Mais cette ferraille au vent rentre dans ses arsenaux privés. Tout compte fait, Louis XI, une fois de plus, préfère négocier que combattre. Il fait dire au duc de Bourgogne : J'abandonne les Liégeois, abandonnez mon frère et le duc de Bretagne. Charles le Téméraire, quand il reçut cette proposition, était déjà revêtu de sa cotte de mailles. Je pars, dit-il, faire la guerre aux gens de Liège qui méconnaissent mon autorité, et prie le roi de ne rien entreprendre, pendant mon absence, contre la Bretagne.

La force de Louis XI était dans la conscience de sa faiblesse. Quand il n'était pas le plus puissant, il affectait de céder. Céder, pour un homme tel que lui, c'était gagner du temps, et le temps gagné était le plus sûr auxiliaire de ses projets. Il céda.

******

● Consignes de travail:
**1.** Répondez brièvement à ces questions sur le passage consacré à Louis XI et Charles le Téméraire :
(a) Qui Louis XI propose-t-il d'abandonner ?
(b) De quoi Charles le Téméraire était-il revêtu quand il reçut la proposition ?
(c) Qu'est-ce qui était le plus sûr auxiliaire des projets de Louis XI ?
**2.** Poursuivez le récit sur Louis XI et Charles le Téméraire à partir de « Il céda. »
Le matériel n'est pas nécessaire pour faire ces exercices.

Liste des données
******

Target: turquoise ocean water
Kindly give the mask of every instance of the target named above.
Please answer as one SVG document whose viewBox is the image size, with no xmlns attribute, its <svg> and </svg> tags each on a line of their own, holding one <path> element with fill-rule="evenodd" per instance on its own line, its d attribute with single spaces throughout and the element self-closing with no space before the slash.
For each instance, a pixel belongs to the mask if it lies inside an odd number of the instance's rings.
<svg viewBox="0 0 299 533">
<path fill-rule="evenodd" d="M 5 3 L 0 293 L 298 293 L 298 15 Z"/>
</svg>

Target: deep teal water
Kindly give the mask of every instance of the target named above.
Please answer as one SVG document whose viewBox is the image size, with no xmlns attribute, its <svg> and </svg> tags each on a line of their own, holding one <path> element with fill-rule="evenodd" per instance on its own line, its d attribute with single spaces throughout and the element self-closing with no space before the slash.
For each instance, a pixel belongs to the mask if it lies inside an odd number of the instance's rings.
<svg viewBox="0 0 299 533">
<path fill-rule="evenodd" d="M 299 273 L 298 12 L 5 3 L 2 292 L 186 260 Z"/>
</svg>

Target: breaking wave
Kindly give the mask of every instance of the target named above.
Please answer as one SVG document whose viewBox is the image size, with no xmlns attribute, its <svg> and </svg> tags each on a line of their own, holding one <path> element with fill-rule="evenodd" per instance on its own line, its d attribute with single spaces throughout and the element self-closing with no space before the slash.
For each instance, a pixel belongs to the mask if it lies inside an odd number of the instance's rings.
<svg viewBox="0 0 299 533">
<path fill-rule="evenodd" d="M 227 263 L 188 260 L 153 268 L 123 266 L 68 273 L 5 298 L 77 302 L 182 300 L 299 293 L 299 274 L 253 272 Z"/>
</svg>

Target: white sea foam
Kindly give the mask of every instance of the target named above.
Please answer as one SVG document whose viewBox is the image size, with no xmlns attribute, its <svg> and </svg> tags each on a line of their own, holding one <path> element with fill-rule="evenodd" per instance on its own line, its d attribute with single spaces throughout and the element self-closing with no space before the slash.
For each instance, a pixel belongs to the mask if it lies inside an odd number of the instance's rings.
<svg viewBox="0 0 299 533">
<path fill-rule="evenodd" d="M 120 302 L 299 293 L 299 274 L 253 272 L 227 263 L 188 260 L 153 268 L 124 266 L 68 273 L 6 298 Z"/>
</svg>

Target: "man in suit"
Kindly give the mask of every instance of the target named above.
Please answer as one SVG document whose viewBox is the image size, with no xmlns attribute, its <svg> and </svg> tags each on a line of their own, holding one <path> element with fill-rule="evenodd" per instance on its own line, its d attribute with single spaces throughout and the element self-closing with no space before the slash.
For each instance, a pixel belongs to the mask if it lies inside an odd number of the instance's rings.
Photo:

******

● Réponses aux exercices:
**1.**
(a) Les Liégeois.
(b) De sa cotte de mailles.
(c) Le temps gagné.

**2.**
Les infortunés Liégeois, livrés à leurs seules ressources par la défection du roi de France, leur allié, n'osèrent pas s'exposer à une résistance que le terrible vainqueur leur eût fait expier cruellement. Ils se rendirent à merci. Même après que trois cents notables fussent venus, en chemise, lui apporter les clés de la ville, Charles le Téméraire exigea qu'on arrachât de leurs gonds les portes, que l'on comblât les fossés, qu on abattît les murailles, afin que fût large et digne de son orgueil triomphal, la brèche par où il devait passer. Du haut du perron épiscopal, il fit signifier que Liège, désormais sans lois, sans municipalité, sans coutumes, déchue de son rang, ouverte, serait moins qu'un village. Liège, enfin, à sa discrétion, mettrait douze têtes : il en coupa neuf. L'horreur de l'exemple paralysa l'esprit de révolte des autres villes et l'ordre, par la terreur, pour un temps, y régna.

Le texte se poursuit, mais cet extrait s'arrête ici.